(Extracted records)
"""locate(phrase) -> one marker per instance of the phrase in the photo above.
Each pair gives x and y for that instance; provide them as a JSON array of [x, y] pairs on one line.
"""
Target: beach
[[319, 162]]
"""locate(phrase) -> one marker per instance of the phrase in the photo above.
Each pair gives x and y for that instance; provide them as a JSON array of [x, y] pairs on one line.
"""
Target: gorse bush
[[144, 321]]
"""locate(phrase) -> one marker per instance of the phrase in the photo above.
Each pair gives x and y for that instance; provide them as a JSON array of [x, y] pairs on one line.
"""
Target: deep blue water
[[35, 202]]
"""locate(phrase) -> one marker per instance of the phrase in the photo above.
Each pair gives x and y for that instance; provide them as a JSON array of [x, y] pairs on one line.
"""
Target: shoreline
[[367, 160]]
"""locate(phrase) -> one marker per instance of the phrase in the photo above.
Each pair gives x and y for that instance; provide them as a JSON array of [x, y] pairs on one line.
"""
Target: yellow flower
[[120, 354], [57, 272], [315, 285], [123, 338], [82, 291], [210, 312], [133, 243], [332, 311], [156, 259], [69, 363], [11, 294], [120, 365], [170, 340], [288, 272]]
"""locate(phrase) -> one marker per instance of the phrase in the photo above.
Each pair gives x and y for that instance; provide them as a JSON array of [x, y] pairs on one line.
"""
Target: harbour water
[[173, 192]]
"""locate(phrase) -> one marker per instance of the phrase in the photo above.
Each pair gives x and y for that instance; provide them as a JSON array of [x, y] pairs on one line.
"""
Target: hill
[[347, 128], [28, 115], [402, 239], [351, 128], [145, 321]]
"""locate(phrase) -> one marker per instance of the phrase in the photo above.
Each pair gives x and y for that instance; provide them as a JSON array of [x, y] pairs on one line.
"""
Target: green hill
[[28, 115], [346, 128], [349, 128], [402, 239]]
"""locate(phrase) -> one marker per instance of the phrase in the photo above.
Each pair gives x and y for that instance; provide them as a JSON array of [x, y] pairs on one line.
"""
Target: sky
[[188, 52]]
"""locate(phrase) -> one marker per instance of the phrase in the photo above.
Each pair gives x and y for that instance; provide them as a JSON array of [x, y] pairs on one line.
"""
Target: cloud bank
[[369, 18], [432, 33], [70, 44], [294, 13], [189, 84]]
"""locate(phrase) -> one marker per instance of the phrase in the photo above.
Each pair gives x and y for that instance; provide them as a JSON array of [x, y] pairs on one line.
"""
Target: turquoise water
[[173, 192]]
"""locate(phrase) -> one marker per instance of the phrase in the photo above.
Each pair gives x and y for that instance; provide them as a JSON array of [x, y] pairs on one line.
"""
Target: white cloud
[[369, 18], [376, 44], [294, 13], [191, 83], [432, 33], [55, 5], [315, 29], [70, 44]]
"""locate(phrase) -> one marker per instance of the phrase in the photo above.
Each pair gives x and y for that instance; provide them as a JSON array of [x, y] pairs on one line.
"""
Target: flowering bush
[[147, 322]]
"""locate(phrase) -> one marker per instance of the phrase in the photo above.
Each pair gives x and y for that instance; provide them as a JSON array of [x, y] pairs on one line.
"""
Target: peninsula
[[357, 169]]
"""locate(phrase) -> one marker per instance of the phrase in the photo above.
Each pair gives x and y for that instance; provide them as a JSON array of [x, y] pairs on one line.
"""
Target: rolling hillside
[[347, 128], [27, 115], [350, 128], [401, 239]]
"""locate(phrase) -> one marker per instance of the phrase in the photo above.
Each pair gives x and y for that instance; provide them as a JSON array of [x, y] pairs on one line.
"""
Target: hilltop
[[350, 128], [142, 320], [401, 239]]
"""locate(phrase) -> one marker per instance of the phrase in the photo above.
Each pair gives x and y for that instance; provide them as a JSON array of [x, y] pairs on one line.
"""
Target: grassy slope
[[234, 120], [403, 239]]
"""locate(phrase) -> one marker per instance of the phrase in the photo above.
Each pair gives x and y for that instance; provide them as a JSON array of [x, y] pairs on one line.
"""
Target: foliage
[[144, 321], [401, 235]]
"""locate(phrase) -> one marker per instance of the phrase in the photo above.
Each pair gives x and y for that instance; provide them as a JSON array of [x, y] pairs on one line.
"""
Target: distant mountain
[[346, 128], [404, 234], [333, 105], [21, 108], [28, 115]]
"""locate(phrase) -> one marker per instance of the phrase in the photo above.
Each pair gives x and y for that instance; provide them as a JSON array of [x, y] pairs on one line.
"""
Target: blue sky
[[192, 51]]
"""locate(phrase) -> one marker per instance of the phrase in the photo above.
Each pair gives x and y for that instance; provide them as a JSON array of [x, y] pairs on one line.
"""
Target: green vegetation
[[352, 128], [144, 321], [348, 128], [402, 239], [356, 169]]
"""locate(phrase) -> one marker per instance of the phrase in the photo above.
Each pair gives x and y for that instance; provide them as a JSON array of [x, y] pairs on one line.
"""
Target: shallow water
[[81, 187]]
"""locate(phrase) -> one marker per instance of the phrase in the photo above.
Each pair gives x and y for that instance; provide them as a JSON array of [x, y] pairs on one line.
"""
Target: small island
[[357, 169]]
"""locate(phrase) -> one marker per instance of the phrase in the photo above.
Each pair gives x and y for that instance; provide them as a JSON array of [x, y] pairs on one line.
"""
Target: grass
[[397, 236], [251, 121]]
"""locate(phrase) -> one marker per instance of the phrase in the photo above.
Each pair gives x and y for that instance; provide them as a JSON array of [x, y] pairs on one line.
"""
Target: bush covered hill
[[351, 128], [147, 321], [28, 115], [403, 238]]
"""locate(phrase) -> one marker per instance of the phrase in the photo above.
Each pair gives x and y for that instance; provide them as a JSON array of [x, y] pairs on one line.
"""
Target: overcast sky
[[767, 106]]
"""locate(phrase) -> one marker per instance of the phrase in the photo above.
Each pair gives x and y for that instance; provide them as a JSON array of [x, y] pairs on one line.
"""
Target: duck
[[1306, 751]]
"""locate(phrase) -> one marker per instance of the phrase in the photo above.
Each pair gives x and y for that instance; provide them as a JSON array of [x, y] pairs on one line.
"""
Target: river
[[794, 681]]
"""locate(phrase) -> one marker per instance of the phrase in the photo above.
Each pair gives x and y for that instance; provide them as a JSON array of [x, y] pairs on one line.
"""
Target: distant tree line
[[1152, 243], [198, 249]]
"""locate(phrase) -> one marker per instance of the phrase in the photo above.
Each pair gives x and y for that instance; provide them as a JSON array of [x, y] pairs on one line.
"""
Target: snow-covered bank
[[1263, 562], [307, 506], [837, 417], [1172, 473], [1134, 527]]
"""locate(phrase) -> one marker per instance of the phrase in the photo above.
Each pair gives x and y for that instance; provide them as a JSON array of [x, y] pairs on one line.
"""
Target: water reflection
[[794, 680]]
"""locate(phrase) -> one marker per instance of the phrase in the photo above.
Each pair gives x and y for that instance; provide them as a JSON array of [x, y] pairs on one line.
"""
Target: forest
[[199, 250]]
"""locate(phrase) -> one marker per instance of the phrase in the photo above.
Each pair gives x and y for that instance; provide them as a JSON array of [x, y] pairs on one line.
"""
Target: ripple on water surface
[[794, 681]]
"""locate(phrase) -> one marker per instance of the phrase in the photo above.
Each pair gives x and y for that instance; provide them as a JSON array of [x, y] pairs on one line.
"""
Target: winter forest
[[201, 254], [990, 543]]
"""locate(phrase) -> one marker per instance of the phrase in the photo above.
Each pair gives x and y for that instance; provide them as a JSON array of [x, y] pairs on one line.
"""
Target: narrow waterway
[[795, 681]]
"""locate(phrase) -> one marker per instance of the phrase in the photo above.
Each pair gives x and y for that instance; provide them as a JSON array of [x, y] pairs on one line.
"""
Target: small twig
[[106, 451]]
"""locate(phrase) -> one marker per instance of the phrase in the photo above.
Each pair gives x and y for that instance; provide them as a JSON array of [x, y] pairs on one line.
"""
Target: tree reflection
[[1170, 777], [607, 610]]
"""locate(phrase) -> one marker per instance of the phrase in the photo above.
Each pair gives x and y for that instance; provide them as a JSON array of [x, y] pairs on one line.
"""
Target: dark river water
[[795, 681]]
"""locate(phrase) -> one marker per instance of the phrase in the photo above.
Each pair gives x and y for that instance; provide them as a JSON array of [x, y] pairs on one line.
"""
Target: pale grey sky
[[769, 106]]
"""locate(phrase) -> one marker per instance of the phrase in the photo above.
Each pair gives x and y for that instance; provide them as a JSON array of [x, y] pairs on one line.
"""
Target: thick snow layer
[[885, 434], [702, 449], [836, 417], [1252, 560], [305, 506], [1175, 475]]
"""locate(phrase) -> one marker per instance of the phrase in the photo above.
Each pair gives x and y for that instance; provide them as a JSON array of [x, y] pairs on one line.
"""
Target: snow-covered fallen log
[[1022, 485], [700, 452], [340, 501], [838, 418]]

* **Given instruction**: Can you scale the material from its start through the line containing "340], [288, 272]]" by rewriting every line of that stretch, requests included, with each x and y coordinate in the answers multiplied by 0.95 and rounded to a whole number, halves rounding up? Leave the numbers in the requests and their format samples unchanged.

* **Solved exercise**:
"""locate(phrase) -> one marker per instance of the phrase in the photo above.
Each pair gives x and y for that instance; provide them as a JSON array of [x, y] pairs on one line.
"""
Target: beach
[[303, 154]]
"""locate(phrase) -> one marker per instance of the phrase in the photo above.
Each pair gives x and y for that instance; provide them as a JSON array of [x, y] pairs on one line.
"""
Target: gorse bush
[[137, 305]]
"""locate(phrase) -> one marker per instance of the phrase in the photo above.
Each pair gives x and y for that instance; provide them as a JSON array of [x, y] pairs on one line.
"""
Target: deep blue water
[[33, 192]]
"""locate(phrase) -> one marker per instance of the phrase in the photo above.
Each pair gives x and y for that instance; provide them as a JSON array of [x, y] pairs on one line.
"""
Target: shoreline
[[349, 152]]
"""locate(phrase) -> one marker per instance of the phrase in the photo above.
Each pair gives x and y for that instance; provide them as a JSON array of [x, y] pairs on one line.
"""
Target: yellow flower
[[114, 336], [54, 258], [299, 271], [117, 321], [78, 276], [200, 296], [126, 231], [315, 295], [148, 246], [66, 345], [10, 279], [114, 347], [162, 323], [274, 258]]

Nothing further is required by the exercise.